[Items from a data source]

[Start of section]

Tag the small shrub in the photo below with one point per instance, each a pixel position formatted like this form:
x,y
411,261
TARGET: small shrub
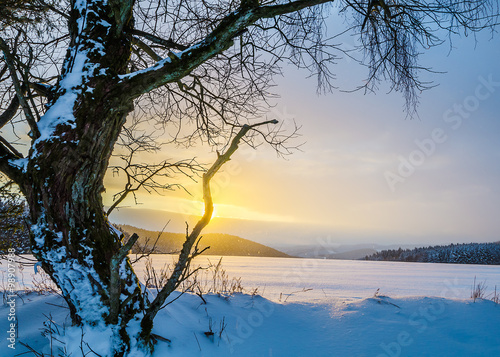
x,y
478,290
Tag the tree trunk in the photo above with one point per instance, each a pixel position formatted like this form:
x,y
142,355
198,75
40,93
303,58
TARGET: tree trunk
x,y
71,235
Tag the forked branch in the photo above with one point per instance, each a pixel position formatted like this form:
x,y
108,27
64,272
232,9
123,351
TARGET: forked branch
x,y
185,255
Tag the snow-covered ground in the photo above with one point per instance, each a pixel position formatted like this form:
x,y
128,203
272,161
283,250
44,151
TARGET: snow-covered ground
x,y
421,310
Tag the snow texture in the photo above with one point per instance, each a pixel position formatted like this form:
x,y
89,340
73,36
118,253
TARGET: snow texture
x,y
245,325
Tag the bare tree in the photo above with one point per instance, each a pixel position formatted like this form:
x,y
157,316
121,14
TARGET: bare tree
x,y
73,71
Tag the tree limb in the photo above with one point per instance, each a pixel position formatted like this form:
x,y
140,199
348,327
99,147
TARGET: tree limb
x,y
10,112
19,91
221,38
185,255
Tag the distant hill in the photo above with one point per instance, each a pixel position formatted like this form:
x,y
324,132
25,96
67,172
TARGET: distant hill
x,y
335,251
469,253
220,244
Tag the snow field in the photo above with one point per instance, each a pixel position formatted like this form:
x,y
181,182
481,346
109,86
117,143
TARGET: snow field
x,y
427,312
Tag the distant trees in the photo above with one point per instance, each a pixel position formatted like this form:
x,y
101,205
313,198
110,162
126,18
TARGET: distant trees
x,y
469,253
79,77
13,214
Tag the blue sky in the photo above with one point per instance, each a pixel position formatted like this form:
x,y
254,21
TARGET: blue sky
x,y
366,172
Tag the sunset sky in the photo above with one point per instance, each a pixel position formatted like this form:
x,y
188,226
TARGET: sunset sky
x,y
366,173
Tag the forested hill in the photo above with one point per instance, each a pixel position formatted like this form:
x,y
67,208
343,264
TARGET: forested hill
x,y
469,253
220,244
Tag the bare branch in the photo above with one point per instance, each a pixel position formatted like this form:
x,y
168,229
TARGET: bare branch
x,y
19,91
185,256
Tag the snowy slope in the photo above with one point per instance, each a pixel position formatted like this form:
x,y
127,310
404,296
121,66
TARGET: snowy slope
x,y
246,325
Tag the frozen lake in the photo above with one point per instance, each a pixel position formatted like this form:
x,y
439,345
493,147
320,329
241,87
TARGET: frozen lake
x,y
347,279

[End of section]

ASSIGNMENT:
Any pictures are to be skipped, and the lines from the beginning of the entries through the line with "Tag the tree trunk" copied exactly.

SOLUTION FOR THIS PROBLEM:
Tag the small shrub in the photo below with one point per instance, each a pixel position formatted like this form:
x,y
411,261
TARGET: small shrub
x,y
478,290
Tag the tree trunk in the photo above with one point per instance, each a pixel position formatted like this form:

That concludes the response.